> [Fragmento del documento]:
______

El espectáculo perfectamente montado por el presidente del partido oficialista para dosificar el resultado de las encuestas para candidaturas a gobiernos estatales, particularmente la Ciudad de México tenía, entre otros, el objetivo de desviar nuestra atención de la tragedia humanitaria que persiste en Acapulco y en Guerrero. Ya sabíamos quién sería el gran elector y que el tan llevado y traído bastón de mando no era más que parte de una escenografía hueca. Si alguien tenía dudas este viernes se confirmó que sólo una persona seguirá mandando aun cuando la silla del águila la ocupe otra. Puro teatro pues.

El asunto es muy grave. Estamos ante una enorme degradación de quienes antes abogaban por los derechos humanos y ahora no han tenido empacho en traicionar todos esos principios. No me refiero a Ignacio Mier cuyo indignante sometimiento es propio de gente como él, sino a hombres y mujeres que ayudaron a construir las instituciones democráticas de este país, que fueron luchadores sociales, y que hoy han abandonado literalmente a un millón de mexicanas y mexicanos. ¿Cómo podemos explicarnos que no hayan establecido un presupuesto específico para los damnificados y la reconstrucción de Guerrero? ¿Acaso las y los diputados morenistas de esa entidad no traicionaron su historia, sus muertos, y uno de sus tres mandamientos al votar en contra de que se asignaran recursos para enfrentar esa catástrofe? ¿Cómo podrá presentarse Pablo Amílcar Sandoval ante la tumba de Pablo, su padre? ¿Qué cuentas le rendirá? ¿Qué excusa puede esgrimir Rosario Merlín y todos los demás?

______

> [Datos sin procesar]:

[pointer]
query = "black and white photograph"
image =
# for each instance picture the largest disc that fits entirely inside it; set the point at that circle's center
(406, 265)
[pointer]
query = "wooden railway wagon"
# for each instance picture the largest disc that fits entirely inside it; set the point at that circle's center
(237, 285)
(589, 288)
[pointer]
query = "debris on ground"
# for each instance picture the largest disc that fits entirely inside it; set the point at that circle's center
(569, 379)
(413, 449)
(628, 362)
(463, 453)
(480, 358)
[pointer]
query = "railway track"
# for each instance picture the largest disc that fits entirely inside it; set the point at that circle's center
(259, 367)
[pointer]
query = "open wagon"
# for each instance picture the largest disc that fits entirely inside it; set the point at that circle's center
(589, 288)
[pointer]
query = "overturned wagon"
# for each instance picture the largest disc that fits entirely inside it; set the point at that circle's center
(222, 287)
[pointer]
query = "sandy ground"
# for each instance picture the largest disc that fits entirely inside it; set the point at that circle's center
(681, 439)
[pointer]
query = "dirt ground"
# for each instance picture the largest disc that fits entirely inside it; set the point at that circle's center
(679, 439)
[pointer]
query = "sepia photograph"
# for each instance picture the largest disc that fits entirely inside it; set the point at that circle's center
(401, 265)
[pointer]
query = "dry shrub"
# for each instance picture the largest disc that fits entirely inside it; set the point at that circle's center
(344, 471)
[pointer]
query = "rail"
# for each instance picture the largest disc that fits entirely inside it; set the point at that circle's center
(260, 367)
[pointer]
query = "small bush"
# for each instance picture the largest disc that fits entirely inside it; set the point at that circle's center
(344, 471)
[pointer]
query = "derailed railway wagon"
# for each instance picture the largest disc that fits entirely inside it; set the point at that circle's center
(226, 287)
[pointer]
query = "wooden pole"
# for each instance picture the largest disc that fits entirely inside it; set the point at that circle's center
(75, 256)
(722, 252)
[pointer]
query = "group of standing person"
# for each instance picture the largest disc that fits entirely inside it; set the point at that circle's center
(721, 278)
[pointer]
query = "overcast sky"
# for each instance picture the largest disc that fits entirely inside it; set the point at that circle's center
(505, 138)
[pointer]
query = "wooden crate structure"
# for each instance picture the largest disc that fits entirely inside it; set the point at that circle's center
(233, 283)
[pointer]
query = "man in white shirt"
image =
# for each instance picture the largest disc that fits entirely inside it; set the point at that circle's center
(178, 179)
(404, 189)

______

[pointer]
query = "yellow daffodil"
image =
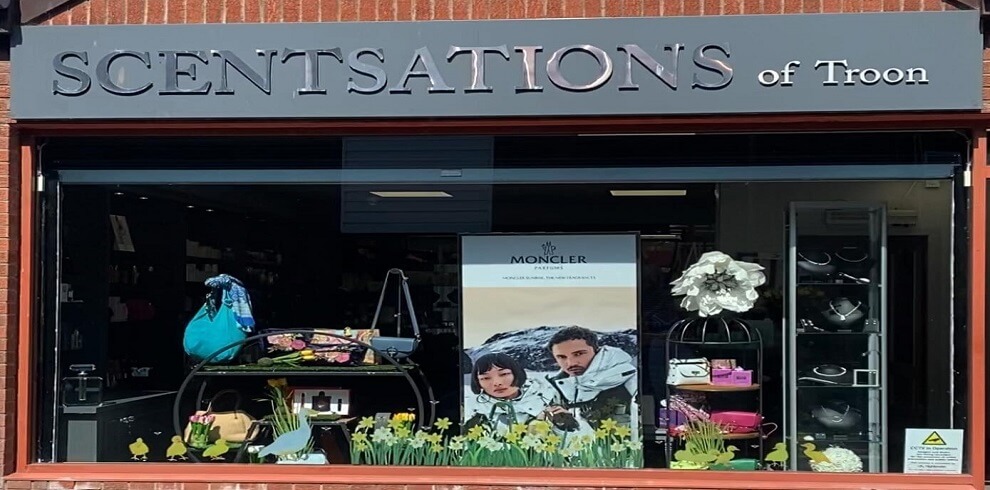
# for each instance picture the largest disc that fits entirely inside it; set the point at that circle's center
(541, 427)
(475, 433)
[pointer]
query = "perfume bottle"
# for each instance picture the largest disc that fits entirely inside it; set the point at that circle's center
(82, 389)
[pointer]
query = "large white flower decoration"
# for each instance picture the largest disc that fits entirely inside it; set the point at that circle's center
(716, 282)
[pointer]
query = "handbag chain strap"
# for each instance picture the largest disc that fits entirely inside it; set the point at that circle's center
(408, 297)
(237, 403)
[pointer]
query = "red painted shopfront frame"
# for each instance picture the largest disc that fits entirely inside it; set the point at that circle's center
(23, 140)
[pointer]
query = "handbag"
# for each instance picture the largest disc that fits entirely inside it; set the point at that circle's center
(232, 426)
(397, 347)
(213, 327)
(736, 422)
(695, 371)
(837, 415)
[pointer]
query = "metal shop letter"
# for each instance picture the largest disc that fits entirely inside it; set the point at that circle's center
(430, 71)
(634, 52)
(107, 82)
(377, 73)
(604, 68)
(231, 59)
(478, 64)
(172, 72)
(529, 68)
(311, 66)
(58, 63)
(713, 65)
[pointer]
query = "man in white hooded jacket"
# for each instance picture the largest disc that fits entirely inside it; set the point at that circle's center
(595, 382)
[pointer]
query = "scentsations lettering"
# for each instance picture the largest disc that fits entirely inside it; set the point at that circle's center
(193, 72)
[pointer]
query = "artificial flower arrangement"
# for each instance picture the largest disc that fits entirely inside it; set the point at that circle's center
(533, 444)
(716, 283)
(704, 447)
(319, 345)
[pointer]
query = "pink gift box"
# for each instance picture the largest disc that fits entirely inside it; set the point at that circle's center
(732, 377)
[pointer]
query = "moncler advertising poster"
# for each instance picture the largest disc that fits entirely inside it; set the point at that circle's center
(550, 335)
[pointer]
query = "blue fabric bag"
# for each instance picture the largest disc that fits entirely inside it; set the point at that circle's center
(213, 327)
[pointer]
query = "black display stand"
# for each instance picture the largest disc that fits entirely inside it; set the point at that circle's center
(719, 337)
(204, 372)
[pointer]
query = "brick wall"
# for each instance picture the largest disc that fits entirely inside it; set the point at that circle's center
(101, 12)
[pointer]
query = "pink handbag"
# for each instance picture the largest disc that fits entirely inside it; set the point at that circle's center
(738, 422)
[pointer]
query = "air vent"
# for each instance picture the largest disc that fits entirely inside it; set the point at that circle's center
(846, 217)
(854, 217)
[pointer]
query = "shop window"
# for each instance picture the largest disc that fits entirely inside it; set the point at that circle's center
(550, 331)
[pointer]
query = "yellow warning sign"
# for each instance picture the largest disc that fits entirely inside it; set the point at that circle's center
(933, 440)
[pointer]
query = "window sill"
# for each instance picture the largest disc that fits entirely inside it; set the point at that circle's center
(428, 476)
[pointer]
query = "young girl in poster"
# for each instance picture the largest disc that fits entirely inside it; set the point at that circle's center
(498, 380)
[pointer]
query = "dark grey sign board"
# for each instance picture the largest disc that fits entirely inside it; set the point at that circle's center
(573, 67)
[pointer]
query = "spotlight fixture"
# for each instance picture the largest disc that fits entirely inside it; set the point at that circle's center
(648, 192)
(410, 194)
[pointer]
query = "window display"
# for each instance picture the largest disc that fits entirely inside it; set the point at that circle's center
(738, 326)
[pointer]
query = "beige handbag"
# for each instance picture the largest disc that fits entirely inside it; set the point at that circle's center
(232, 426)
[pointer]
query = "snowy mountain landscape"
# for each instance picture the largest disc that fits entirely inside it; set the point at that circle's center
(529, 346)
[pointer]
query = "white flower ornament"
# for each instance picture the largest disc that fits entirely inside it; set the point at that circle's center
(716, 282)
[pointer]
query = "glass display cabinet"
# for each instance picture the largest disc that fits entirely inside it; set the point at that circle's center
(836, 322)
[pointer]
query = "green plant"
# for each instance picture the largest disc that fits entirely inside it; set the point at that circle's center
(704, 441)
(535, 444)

______

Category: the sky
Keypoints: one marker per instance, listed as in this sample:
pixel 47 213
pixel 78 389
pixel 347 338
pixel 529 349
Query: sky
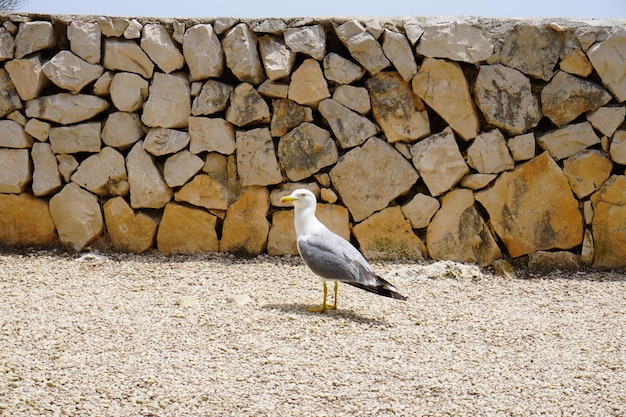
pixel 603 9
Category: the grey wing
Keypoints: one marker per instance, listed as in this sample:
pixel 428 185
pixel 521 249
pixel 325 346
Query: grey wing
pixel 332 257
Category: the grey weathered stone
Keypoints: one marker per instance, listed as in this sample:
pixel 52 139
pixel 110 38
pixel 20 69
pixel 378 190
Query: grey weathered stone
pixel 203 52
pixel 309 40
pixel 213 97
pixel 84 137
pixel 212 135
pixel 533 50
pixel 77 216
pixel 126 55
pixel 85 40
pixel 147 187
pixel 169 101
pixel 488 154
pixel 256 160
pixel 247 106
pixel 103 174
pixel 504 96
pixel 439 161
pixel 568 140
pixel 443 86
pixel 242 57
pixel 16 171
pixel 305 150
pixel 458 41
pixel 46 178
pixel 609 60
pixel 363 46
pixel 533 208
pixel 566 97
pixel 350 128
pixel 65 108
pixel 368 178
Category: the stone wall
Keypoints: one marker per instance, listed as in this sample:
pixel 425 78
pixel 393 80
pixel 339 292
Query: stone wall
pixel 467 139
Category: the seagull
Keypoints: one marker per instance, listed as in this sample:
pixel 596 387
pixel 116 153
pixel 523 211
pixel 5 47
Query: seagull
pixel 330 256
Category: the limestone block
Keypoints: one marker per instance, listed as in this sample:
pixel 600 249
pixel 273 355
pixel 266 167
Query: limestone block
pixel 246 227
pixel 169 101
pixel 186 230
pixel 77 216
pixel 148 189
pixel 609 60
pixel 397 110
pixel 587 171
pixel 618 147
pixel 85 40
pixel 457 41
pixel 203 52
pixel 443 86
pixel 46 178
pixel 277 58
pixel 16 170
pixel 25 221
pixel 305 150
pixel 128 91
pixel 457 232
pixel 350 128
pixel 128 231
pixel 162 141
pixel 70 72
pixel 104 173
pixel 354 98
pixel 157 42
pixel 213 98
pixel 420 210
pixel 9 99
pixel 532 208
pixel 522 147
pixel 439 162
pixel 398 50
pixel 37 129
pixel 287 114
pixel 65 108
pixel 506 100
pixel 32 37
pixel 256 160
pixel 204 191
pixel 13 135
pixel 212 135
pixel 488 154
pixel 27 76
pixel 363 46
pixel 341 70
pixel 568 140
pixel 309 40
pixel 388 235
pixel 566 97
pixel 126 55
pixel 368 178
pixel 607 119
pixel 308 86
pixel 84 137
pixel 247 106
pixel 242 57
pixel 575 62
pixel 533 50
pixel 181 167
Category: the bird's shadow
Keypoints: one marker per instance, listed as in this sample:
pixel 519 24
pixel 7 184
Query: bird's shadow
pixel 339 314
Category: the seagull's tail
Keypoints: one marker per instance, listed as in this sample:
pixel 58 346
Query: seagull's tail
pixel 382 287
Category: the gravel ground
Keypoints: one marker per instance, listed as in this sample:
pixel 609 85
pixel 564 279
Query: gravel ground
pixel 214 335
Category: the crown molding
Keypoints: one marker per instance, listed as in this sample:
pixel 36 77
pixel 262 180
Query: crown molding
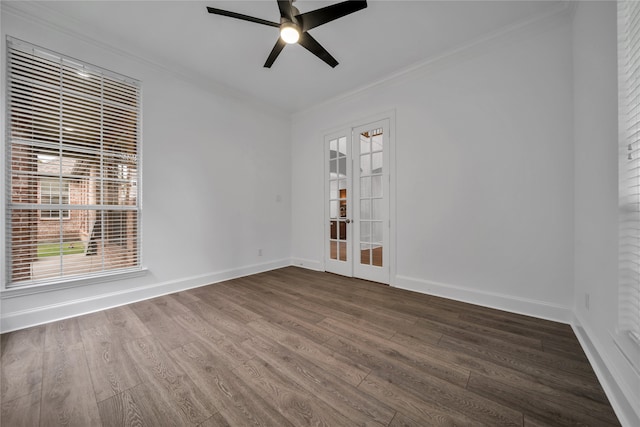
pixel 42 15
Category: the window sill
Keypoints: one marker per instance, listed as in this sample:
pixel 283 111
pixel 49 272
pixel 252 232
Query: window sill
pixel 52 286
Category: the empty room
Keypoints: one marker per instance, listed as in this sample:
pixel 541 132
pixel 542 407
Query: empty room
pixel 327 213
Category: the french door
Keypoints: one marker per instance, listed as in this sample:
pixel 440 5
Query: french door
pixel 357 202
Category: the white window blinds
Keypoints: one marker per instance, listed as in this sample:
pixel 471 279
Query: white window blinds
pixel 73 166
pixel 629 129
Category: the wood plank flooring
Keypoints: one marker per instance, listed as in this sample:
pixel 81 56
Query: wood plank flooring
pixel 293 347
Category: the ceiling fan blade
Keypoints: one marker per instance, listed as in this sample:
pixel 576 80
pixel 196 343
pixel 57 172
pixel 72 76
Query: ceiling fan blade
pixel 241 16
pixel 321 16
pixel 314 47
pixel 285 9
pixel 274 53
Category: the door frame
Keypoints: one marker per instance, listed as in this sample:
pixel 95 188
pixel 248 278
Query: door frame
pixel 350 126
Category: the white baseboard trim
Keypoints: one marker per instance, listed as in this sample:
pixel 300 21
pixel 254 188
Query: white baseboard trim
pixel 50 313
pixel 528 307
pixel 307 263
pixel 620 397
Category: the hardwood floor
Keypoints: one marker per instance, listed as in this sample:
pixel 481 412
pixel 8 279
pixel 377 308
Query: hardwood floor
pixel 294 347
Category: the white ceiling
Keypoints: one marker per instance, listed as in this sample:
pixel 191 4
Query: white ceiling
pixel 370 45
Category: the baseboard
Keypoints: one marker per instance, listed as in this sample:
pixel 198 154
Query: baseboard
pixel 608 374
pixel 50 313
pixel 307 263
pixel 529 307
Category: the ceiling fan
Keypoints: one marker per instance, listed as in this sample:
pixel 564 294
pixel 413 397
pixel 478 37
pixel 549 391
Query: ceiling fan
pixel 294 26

______

> [Consigna 1]: Sustituye "escenografía" por "utilería" y reescribe el fragmento del documento sobre Guerrero desde "El espectáculo perfectamente" hasta "Puro teatro pues.", ambos incluidos.
> [Consigna 2]: Prosigue el fragmento del documento sobre Guerrero a partir de su última oración.

> [Respuesta 1]:
El espectáculo perfectamente montado por el presidente del partido oficialista para dosificar el resultado de las encuestas para candidaturas a gobiernos estatales, particularmente la Ciudad de México tenía, entre otros, el objetivo de desviar nuestra atención de la tragedia humanitaria que persiste en Acapulco y en Guerrero. Ya sabíamos quién sería el gran elector y que el tan llevado y traído bastón de mando no era más que parte de una utilería hueca. Si alguien tenía dudas este viernes se confirmó que sólo una persona seguirá mandando aun cuando la silla del águila la ocupe otra. Puro teatro pues.

> [Respuesta 2]:
Son tiempos aciagos. En Acapulco hay hambre, sed, enfermedad y abandono total de un gobierno que ha preferido clausurar la emergencia para no hacerse cargo de su atención. De unos legisladores que han sido reducidos a nada, anulados por un poder omnipotente al que hay que rendirle pleitesía y callar boca, porque antes que todo están sus proyectos personales. La dignidad no cuenta. No vale, por más que muchos de ellos sean herederos de la gesta histórica encabezada en 1988, cuya característica es precisamente la dignidad. Claro con sus honrosas excepciones como las de la diputada Selene Ávila, cuyo discurso les dolió en el alma porque con enorme valentía y congruencia les dijo la verdad: es una infamia que se abandone así a quienes son nuestros hermanos.

Pero, sobre todo, cómo pude verse el presidente a sí mismo, ¿cómo justifica su indolencia, su absoluto desenfado con relación a uno de los momentos más trágicos en los que están sufriendo tantas y tantos mexicanos? ¿Qué le dice al Andrés Manuel que abogaba por recursos cuando fueron las inundaciones en Tabasco? ¿Al que hacía éxodos por la democracia y cuestionaba el presidencialismo exacerbado?

Esta tragicomedia no tendría importancia si no estuviera de por medio tanta desgracia, tanto dolor, tanta muerte. Pero en realidad no hay sorpresas. Es la misma crueldad criminal frente a las madres buscadoras, las víctimas de la violencia o la pandemia, las mujeres asesinadas o violentadas, los jóvenes desaparecidos. Sólo nos queda la evidencia de que ha muy poco gobierno, pero afortunadamente mucho pueblo.